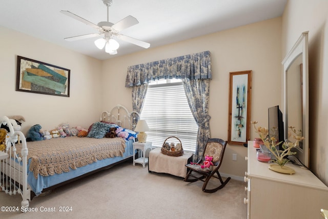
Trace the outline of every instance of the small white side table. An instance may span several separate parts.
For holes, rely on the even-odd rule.
[[[3,151],[0,151],[0,160],[5,160],[9,156],[9,154]]]
[[[137,142],[133,143],[133,166],[135,166],[135,163],[141,164],[142,165],[142,167],[145,168],[146,167],[146,164],[148,163],[148,157],[145,157],[146,151],[147,149],[152,148],[151,142],[146,142],[145,143],[141,143]],[[139,157],[138,159],[135,160],[134,158],[134,151],[136,149],[140,149],[142,151],[142,156]]]

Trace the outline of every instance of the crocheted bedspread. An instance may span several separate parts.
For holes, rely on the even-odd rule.
[[[120,137],[93,138],[71,136],[27,142],[29,170],[35,178],[39,174],[53,175],[69,172],[97,160],[123,156],[126,143]],[[16,145],[18,153],[22,145]]]

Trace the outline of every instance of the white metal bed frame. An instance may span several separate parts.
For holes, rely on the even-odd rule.
[[[126,108],[118,105],[109,112],[103,111],[100,120],[114,123],[124,128],[134,130],[139,118],[140,115],[138,112],[133,111],[129,113]],[[0,188],[6,194],[11,195],[20,194],[23,199],[22,207],[28,208],[29,202],[33,196],[31,196],[31,190],[27,183],[28,149],[26,138],[23,132],[14,129],[7,116],[0,117],[0,124],[1,123],[8,125],[10,132],[6,137],[6,148],[4,151],[8,156],[6,156],[7,158],[0,160]],[[16,153],[15,147],[15,143],[18,139],[22,141],[22,151],[19,156]],[[13,154],[13,155],[12,155]],[[77,179],[79,178],[77,177]],[[71,180],[69,181],[71,182]]]

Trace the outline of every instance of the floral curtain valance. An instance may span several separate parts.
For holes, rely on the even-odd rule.
[[[126,87],[161,78],[211,79],[209,51],[129,66]]]

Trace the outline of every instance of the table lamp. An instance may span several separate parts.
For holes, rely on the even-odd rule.
[[[147,134],[145,132],[150,131],[146,120],[139,121],[134,129],[134,131],[139,132],[139,134],[138,134],[138,141],[139,142],[141,143],[146,143],[147,140]]]

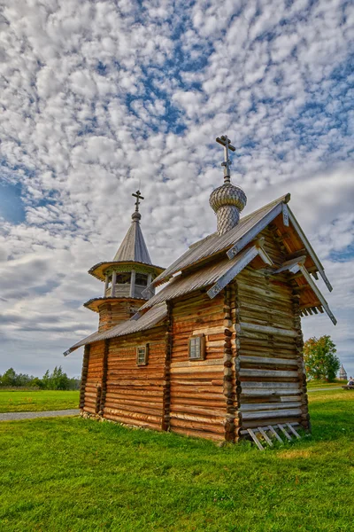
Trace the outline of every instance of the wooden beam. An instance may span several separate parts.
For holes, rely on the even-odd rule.
[[[253,240],[253,239],[255,239],[261,231],[266,229],[266,227],[271,222],[273,222],[273,220],[276,218],[278,215],[281,214],[282,211],[281,206],[282,203],[278,203],[278,205],[276,205],[267,215],[266,215],[264,218],[259,220],[258,223],[251,227],[250,231],[247,231],[247,233],[237,241],[237,244],[235,244],[235,246],[233,246],[231,249],[227,251],[227,256],[230,260],[233,259],[238,253],[240,253],[240,251],[243,249],[247,244]]]
[[[256,443],[256,445],[259,449],[259,450],[265,450],[265,448],[263,447],[262,443],[259,442],[258,438],[254,434],[253,430],[251,428],[248,428],[247,432],[249,433],[250,436],[252,438],[253,442]]]
[[[272,440],[269,438],[268,434],[266,433],[265,430],[263,430],[263,428],[261,426],[258,426],[258,431],[260,432],[262,436],[265,438],[265,440],[268,443],[269,447],[273,447]]]
[[[252,246],[249,249],[246,249],[239,260],[229,269],[224,275],[219,278],[215,285],[212,286],[207,292],[207,294],[211,299],[214,298],[218,293],[221,292],[223,288],[230,281],[232,281],[240,271],[242,271],[250,262],[258,254],[259,249],[256,246]]]
[[[283,443],[284,442],[281,440],[281,436],[278,434],[278,433],[276,432],[276,430],[274,430],[274,428],[272,426],[272,425],[268,425],[267,426],[268,430],[273,434],[273,436],[276,437],[276,439],[278,440],[278,442],[280,442],[281,443]]]
[[[327,302],[327,301],[323,297],[322,293],[319,292],[319,288],[316,286],[314,281],[312,280],[312,278],[311,275],[309,274],[309,272],[307,271],[306,268],[304,266],[301,266],[300,270],[301,270],[301,273],[304,275],[304,278],[306,279],[306,281],[308,282],[308,284],[310,285],[310,286],[312,288],[312,290],[315,293],[316,296],[319,298],[319,301],[320,301],[323,309],[326,310],[326,312],[329,316],[329,317],[332,320],[333,324],[335,325],[337,325],[337,320],[335,319],[335,316],[332,314],[332,311],[331,311],[331,309],[328,307],[328,303]],[[311,311],[310,309],[308,309],[308,311],[310,313],[312,313],[312,311]]]
[[[290,209],[289,207],[288,207],[288,213],[289,213],[289,220],[290,220],[290,222],[291,222],[294,229],[296,231],[298,236],[300,237],[301,240],[303,241],[303,244],[305,246],[307,253],[309,254],[309,255],[311,256],[311,258],[312,259],[312,261],[316,264],[317,269],[319,271],[319,275],[321,276],[321,278],[325,281],[326,286],[328,288],[329,292],[332,292],[332,290],[333,290],[332,285],[330,284],[330,282],[328,281],[328,279],[327,279],[327,276],[325,274],[323,266],[320,263],[319,257],[317,256],[317,254],[313,251],[313,247],[312,246],[312,245],[308,241],[308,239],[307,239],[304,232],[303,231],[303,230],[301,229],[300,225],[298,224],[297,220],[296,219],[296,217],[294,216],[293,213],[291,212],[291,209]]]
[[[242,329],[245,331],[262,332],[263,334],[279,334],[281,336],[289,336],[291,338],[297,336],[297,332],[293,331],[292,329],[281,329],[280,327],[269,327],[267,325],[258,325],[256,324],[240,322],[240,324],[236,325],[236,331],[242,332]]]
[[[287,426],[289,429],[289,431],[292,432],[295,436],[296,436],[297,440],[301,440],[300,434],[298,433],[296,433],[294,426],[291,426],[291,425],[289,423],[287,423]]]
[[[281,429],[281,431],[283,433],[283,434],[285,435],[286,438],[288,438],[288,440],[289,442],[292,442],[291,436],[290,434],[289,434],[287,433],[287,431],[285,430],[284,426],[282,425],[278,425],[279,428]]]
[[[289,227],[289,211],[286,203],[282,204],[282,223],[286,227]]]

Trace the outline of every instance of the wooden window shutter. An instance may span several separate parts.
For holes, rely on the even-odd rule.
[[[147,365],[149,356],[149,344],[137,346],[136,348],[136,364],[137,365]]]
[[[189,360],[204,360],[205,357],[205,337],[195,334],[189,339]]]

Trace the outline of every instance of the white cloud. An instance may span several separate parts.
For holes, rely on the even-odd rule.
[[[4,221],[0,237],[0,372],[80,372],[80,355],[61,354],[96,324],[81,308],[102,292],[87,270],[114,255],[137,187],[155,263],[214,231],[214,138],[225,132],[248,212],[292,192],[334,278],[331,332],[348,353],[352,262],[335,254],[353,237],[352,80],[342,65],[353,20],[339,0],[5,0],[0,158],[4,178],[22,184],[26,222]],[[316,334],[331,326],[310,322]]]

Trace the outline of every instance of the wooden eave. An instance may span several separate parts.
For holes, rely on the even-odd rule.
[[[150,309],[148,312],[139,316],[136,319],[130,318],[127,321],[121,322],[118,325],[108,329],[108,331],[96,331],[89,336],[87,336],[83,340],[81,340],[73,346],[72,346],[67,351],[64,353],[66,356],[75,349],[78,349],[81,346],[100,341],[102,340],[108,340],[110,338],[118,338],[119,336],[126,336],[127,334],[134,334],[135,332],[142,332],[142,331],[148,331],[153,327],[158,327],[165,323],[167,317],[167,306],[165,303],[161,305],[155,305],[152,309]]]
[[[318,314],[326,311],[332,323],[335,325],[337,320],[329,309],[328,303],[321,293],[310,272],[306,269],[306,256],[300,256],[284,262],[274,274],[289,272],[295,295],[299,298],[300,311],[304,316]]]
[[[92,266],[92,268],[88,270],[88,273],[96,279],[104,281],[107,270],[110,268],[114,270],[115,267],[118,267],[117,270],[121,267],[121,271],[131,271],[135,269],[136,271],[141,270],[142,273],[147,272],[157,275],[159,275],[165,270],[161,266],[155,266],[153,264],[147,264],[146,262],[139,262],[136,261],[111,261],[110,262],[98,262],[97,264],[95,264],[95,266]],[[124,268],[126,268],[126,270],[124,270]]]
[[[146,301],[144,298],[135,297],[95,297],[86,301],[83,306],[86,307],[86,309],[93,310],[94,312],[99,312],[99,309],[104,303],[115,303],[121,301],[122,300],[127,301],[130,301],[132,303],[137,302],[141,305]]]

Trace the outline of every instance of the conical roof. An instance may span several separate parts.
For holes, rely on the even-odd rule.
[[[136,194],[133,194],[136,198],[135,212],[132,215],[132,224],[126,234],[124,240],[119,246],[119,250],[114,255],[113,261],[133,261],[135,262],[145,262],[151,264],[149,251],[145,244],[142,229],[140,227],[140,220],[142,215],[139,213],[139,200],[143,200],[140,194],[140,191],[136,191]]]

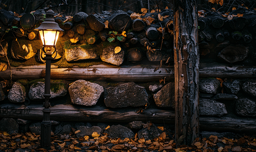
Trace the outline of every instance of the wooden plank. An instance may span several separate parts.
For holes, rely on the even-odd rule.
[[[218,63],[200,63],[200,77],[256,78],[256,66],[242,66]]]
[[[0,117],[25,120],[42,120],[42,105],[13,103],[0,105]],[[145,112],[137,112],[138,108],[107,109],[98,106],[87,107],[73,105],[56,105],[50,107],[51,120],[129,123],[132,121],[151,121],[156,123],[174,123],[174,112],[172,110],[148,109]]]
[[[200,77],[218,77],[235,78],[256,78],[255,66],[240,66],[217,63],[200,63]],[[156,69],[158,68],[156,70]],[[12,67],[13,80],[38,79],[44,78],[45,65]],[[154,81],[164,79],[174,79],[173,67],[160,67],[152,66],[115,66],[99,65],[89,67],[58,68],[51,65],[51,79],[86,79],[99,81]],[[0,71],[0,77],[10,79],[10,70]]]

++++++++

*Work to complete*
Render the part of the rows that opens with the line containing "Trace the outline of every instance of the wooden plank." and runs through the end of the rows as a two-column CSV with the headers "instruction" and "answer". Give one row for each request, with its text and its answer each in a single quoted field and line breaks replaced by spaces.

*Reply to the exercise*
instruction,answer
"Trace the outline of every instance of the wooden plank. An instance may span several separate parts. For holes, rely on the even-odd rule.","[[[218,63],[200,63],[200,77],[256,78],[256,66],[242,66]]] [[[0,117],[25,120],[42,120],[42,105],[13,103],[0,105]],[[145,112],[137,112],[138,108],[107,109],[98,106],[87,107],[73,105],[56,105],[50,107],[51,120],[129,123],[132,121],[151,121],[156,123],[174,123],[174,112],[172,110],[148,109]]] [[[200,77],[218,77],[235,78],[256,78],[255,66],[240,66],[217,63],[200,63]],[[156,69],[158,68],[156,70]],[[12,67],[13,80],[38,79],[44,78],[45,65]],[[154,81],[164,79],[174,79],[173,67],[160,67],[152,66],[115,66],[99,65],[89,67],[58,68],[51,65],[51,79],[86,79],[99,81]],[[0,71],[0,77],[10,79],[10,70]]]"